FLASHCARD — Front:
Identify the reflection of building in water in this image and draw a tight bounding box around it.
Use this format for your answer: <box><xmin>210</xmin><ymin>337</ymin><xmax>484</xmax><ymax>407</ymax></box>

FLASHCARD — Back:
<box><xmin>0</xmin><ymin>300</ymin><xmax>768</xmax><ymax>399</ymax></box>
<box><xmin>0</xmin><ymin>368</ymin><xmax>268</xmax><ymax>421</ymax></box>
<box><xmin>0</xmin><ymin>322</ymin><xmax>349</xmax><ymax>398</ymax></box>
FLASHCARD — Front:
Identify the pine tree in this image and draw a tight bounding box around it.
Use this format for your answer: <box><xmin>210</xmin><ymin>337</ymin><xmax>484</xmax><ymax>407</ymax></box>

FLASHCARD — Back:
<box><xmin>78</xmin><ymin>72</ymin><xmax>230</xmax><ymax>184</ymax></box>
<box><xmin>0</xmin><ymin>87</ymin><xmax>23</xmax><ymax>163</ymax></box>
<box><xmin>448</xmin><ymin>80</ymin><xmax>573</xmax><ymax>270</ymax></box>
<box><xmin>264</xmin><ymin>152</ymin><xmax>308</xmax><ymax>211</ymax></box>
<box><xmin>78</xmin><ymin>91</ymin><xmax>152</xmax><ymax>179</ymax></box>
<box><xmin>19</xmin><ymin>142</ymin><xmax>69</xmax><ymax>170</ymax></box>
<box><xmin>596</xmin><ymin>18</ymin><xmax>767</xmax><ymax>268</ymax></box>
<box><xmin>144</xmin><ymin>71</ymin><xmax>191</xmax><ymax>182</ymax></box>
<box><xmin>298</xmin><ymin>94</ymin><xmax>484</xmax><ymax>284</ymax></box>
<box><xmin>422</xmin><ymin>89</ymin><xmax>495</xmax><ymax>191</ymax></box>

-*-

- Problem requirements -
Write the material out exactly, with nothing left out.

- Result of the exercise -
FLASHCARD — Front:
Identify the reflection of building in water in this image and draw a tight bounding box around it.
Use this format for your answer: <box><xmin>210</xmin><ymin>337</ymin><xmax>484</xmax><ymax>407</ymax></box>

FLASHCARD — Back:
<box><xmin>0</xmin><ymin>300</ymin><xmax>768</xmax><ymax>399</ymax></box>
<box><xmin>0</xmin><ymin>368</ymin><xmax>268</xmax><ymax>421</ymax></box>
<box><xmin>0</xmin><ymin>322</ymin><xmax>349</xmax><ymax>398</ymax></box>
FLASHCARD — Front:
Identify the pine tree in this image and draw a tight bounding box around it.
Use this format for your answer: <box><xmin>210</xmin><ymin>337</ymin><xmax>484</xmax><ymax>407</ymax></box>

FLASHCARD — Back:
<box><xmin>78</xmin><ymin>72</ymin><xmax>230</xmax><ymax>184</ymax></box>
<box><xmin>0</xmin><ymin>87</ymin><xmax>23</xmax><ymax>163</ymax></box>
<box><xmin>448</xmin><ymin>80</ymin><xmax>573</xmax><ymax>270</ymax></box>
<box><xmin>264</xmin><ymin>152</ymin><xmax>308</xmax><ymax>211</ymax></box>
<box><xmin>78</xmin><ymin>91</ymin><xmax>152</xmax><ymax>179</ymax></box>
<box><xmin>19</xmin><ymin>142</ymin><xmax>69</xmax><ymax>170</ymax></box>
<box><xmin>596</xmin><ymin>18</ymin><xmax>767</xmax><ymax>268</ymax></box>
<box><xmin>144</xmin><ymin>71</ymin><xmax>191</xmax><ymax>182</ymax></box>
<box><xmin>298</xmin><ymin>94</ymin><xmax>484</xmax><ymax>284</ymax></box>
<box><xmin>422</xmin><ymin>89</ymin><xmax>495</xmax><ymax>191</ymax></box>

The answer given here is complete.